**Short exercise:**
How many lines in the records below contain the string "please", with case counting? Reply with the number only.

Saved entries:
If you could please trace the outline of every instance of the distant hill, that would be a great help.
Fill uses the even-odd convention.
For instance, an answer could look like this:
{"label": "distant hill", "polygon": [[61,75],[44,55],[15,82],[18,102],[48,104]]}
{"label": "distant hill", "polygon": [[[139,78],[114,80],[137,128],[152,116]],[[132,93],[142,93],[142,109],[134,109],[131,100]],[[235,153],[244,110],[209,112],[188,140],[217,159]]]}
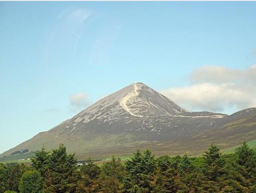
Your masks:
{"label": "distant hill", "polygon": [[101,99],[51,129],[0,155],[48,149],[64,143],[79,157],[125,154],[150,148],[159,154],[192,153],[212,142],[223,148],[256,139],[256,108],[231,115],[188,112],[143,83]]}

...

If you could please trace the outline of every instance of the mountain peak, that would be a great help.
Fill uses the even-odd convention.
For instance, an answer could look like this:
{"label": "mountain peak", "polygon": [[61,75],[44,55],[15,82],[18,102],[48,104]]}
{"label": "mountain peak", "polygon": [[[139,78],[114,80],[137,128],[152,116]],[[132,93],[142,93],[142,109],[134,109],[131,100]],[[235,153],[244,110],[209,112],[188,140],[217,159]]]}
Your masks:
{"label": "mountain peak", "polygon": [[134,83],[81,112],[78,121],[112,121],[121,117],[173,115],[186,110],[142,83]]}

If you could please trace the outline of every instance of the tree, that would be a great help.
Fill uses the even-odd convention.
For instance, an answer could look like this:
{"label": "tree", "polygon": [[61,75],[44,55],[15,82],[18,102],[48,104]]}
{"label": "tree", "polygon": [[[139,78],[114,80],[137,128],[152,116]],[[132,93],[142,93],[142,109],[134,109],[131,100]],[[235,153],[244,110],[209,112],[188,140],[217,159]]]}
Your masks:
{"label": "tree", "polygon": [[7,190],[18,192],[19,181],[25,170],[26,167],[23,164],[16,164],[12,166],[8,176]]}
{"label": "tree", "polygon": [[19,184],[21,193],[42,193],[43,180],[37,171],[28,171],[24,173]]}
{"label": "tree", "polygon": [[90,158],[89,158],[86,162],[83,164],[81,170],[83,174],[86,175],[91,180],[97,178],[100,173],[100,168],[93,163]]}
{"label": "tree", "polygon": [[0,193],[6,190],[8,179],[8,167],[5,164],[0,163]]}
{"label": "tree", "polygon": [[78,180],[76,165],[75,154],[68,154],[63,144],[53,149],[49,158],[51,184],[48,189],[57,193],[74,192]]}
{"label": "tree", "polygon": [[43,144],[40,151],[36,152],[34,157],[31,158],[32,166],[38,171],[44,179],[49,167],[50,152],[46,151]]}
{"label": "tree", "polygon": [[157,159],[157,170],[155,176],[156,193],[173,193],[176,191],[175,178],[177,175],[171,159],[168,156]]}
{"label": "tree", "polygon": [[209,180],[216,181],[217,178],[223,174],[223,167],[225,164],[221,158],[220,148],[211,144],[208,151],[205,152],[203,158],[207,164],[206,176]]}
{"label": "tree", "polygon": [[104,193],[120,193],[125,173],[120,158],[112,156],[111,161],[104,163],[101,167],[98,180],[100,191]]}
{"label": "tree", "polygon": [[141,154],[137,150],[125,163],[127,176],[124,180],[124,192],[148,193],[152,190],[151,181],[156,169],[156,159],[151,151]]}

...

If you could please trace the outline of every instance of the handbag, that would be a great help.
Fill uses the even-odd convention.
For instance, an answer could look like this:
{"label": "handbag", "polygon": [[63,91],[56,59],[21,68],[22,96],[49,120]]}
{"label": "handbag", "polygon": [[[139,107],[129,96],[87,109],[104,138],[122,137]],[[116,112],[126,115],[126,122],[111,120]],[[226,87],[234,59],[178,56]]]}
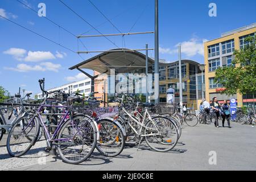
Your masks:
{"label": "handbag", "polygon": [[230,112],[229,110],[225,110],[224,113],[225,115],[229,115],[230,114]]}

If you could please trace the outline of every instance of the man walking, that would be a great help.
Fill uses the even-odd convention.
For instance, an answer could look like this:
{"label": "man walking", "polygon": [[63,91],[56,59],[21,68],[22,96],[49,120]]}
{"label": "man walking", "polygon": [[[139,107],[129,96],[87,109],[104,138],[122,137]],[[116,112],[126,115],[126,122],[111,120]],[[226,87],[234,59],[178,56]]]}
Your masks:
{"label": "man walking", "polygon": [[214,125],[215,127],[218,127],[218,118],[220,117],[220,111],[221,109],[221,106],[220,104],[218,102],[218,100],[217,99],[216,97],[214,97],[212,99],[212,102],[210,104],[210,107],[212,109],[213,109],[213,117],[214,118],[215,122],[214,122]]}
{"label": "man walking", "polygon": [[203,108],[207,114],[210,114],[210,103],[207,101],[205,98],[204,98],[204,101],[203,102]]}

**Response to the exercise:**
5